→ EXERCISE DIRECTIONS
Rewrite the records below with every "photo" changed to "image" and all other text left unchanged. Omit the pictures from your answer.

Photo object pointing records:
╔══

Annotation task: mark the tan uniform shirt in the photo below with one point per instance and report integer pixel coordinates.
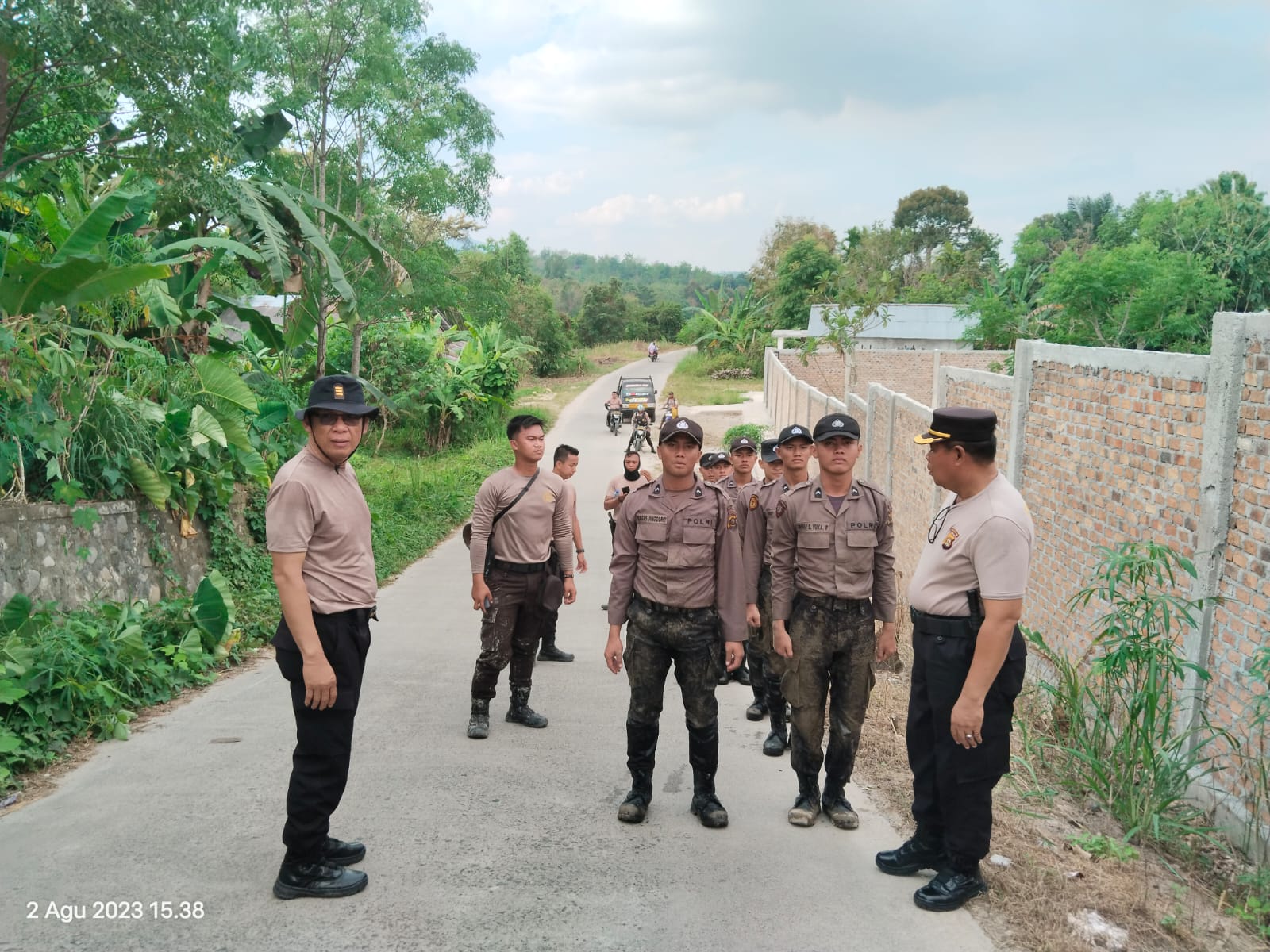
(681, 550)
(319, 509)
(984, 543)
(759, 514)
(526, 532)
(747, 499)
(845, 555)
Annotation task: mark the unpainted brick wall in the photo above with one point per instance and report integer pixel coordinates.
(1108, 456)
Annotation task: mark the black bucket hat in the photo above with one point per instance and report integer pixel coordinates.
(338, 391)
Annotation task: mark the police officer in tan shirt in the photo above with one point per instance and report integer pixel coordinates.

╚══

→ OUTPUT OF THE EXERCISE
Annotation task: mark the tan uniform shirt in the image below with one point per instance and report integer pixel coordinates.
(681, 550)
(319, 509)
(984, 543)
(759, 514)
(526, 532)
(747, 499)
(845, 555)
Annotation task: mark the unpainted brick wall in the image above with one point per instance and report integer pixel coordinates.
(1108, 456)
Annotation task: mark the black bucket hat in the image above with one point per instance and report integer pixel coordinates.
(338, 391)
Annotation task: mark the police officer in tan shirt in the image above with one point per instance and report integer pixel coordinates.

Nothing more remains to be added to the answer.